Convert the part of the records that opens with the line containing "Query: relay for life sign" and closes with the line containing "1L0 45L28 45L24" into a two-column CSV with the columns input and output. Put the text in input and its answer in output on one row, each as a single quoted field with line breaks replaced by spaces.

— start of Data provided —

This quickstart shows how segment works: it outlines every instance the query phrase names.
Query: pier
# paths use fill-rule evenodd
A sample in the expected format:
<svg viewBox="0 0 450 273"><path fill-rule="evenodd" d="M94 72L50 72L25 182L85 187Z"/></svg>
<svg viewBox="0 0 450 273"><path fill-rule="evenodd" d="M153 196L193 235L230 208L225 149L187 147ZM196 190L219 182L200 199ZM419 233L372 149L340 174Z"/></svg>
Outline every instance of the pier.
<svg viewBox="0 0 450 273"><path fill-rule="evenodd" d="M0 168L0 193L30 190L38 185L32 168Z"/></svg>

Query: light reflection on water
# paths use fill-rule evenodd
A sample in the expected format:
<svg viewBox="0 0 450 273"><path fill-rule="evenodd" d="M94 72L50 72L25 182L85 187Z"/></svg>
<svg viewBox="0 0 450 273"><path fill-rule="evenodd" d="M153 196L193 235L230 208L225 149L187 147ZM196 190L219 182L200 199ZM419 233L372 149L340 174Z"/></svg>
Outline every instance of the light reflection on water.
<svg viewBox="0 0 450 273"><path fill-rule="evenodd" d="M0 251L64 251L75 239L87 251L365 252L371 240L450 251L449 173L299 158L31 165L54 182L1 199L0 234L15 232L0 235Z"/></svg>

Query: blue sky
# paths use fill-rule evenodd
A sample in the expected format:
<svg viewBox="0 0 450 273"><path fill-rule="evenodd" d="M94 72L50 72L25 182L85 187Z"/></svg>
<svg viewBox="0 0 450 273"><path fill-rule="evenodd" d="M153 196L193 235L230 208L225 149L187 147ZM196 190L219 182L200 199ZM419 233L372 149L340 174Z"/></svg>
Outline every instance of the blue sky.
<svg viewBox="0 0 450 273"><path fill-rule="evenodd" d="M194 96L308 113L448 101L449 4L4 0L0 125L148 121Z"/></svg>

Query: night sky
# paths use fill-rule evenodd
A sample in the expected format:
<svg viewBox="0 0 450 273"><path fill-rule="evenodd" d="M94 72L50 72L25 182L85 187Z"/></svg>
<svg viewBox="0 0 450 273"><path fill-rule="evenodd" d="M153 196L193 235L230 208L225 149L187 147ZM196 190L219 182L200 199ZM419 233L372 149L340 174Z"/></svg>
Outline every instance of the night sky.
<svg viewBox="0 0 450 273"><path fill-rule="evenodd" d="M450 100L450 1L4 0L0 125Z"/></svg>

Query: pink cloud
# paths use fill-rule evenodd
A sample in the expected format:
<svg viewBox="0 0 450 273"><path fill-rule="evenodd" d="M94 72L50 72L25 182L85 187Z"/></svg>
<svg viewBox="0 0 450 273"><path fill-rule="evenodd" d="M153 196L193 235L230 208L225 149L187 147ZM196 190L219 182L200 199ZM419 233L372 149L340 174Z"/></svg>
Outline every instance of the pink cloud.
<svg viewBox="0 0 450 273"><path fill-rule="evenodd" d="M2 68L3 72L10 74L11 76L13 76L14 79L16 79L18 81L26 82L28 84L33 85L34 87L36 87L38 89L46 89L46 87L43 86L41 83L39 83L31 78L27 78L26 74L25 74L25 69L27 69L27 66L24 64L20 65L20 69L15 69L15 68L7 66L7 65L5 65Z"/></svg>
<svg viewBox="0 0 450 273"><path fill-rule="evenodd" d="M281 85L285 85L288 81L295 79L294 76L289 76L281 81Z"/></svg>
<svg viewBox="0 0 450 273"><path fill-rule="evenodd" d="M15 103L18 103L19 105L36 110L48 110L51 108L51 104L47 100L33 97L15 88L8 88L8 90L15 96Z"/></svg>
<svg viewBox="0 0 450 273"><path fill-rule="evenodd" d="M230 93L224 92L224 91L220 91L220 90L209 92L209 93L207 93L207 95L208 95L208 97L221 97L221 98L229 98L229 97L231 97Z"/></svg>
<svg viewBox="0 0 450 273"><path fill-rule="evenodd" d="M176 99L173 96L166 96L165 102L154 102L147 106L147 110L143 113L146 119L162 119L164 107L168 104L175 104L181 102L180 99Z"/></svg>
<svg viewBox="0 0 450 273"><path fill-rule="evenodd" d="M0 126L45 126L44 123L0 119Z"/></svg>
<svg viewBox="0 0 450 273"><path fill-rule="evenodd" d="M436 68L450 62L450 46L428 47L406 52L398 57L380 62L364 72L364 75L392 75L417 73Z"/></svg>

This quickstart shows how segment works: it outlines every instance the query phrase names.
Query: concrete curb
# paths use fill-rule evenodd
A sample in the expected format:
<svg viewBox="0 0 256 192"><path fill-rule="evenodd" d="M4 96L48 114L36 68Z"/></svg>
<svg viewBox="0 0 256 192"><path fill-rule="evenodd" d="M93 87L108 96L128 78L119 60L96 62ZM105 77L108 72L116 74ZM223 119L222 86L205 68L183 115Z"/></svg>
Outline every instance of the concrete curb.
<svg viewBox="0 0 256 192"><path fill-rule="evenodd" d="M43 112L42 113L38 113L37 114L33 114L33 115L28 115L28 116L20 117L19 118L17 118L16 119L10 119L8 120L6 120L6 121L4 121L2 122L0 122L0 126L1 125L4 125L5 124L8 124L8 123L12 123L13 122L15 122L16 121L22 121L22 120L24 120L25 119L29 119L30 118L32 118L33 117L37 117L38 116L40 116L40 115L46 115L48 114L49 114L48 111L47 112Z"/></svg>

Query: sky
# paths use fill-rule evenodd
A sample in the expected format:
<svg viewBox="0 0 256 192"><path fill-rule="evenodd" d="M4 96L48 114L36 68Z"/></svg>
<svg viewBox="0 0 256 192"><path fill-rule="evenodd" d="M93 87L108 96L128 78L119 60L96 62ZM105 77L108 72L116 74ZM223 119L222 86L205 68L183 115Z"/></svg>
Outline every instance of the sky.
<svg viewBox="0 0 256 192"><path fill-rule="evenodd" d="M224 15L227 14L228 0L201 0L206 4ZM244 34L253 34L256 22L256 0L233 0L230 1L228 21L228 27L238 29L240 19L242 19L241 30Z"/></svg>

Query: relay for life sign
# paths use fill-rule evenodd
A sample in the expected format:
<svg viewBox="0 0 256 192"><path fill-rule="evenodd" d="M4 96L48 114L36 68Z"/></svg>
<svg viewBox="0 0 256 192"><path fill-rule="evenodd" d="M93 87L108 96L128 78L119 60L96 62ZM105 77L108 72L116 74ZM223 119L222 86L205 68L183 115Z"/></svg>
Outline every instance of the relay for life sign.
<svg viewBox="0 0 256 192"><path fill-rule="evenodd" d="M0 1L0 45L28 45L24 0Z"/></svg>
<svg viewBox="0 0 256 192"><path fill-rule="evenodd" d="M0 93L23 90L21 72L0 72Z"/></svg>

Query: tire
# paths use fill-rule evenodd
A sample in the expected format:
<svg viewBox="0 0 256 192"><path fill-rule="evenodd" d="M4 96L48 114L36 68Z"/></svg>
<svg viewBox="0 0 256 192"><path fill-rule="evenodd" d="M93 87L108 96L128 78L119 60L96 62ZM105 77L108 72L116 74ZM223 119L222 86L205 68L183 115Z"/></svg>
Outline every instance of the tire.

— end of Data provided —

• [Solution below]:
input,output
"Query: relay for life sign # paths use fill-rule evenodd A sample in the expected format: <svg viewBox=""0 0 256 192""><path fill-rule=""evenodd"" d=""M4 96L48 114L36 68Z""/></svg> <svg viewBox=""0 0 256 192""><path fill-rule=""evenodd"" d=""M93 87L108 96L128 78L119 60L96 62ZM105 77L108 72L116 74ZM223 119L222 86L205 68L183 115Z""/></svg> Outline every instance of the relay for life sign.","<svg viewBox=""0 0 256 192""><path fill-rule=""evenodd"" d=""M0 1L0 45L28 45L24 0Z""/></svg>"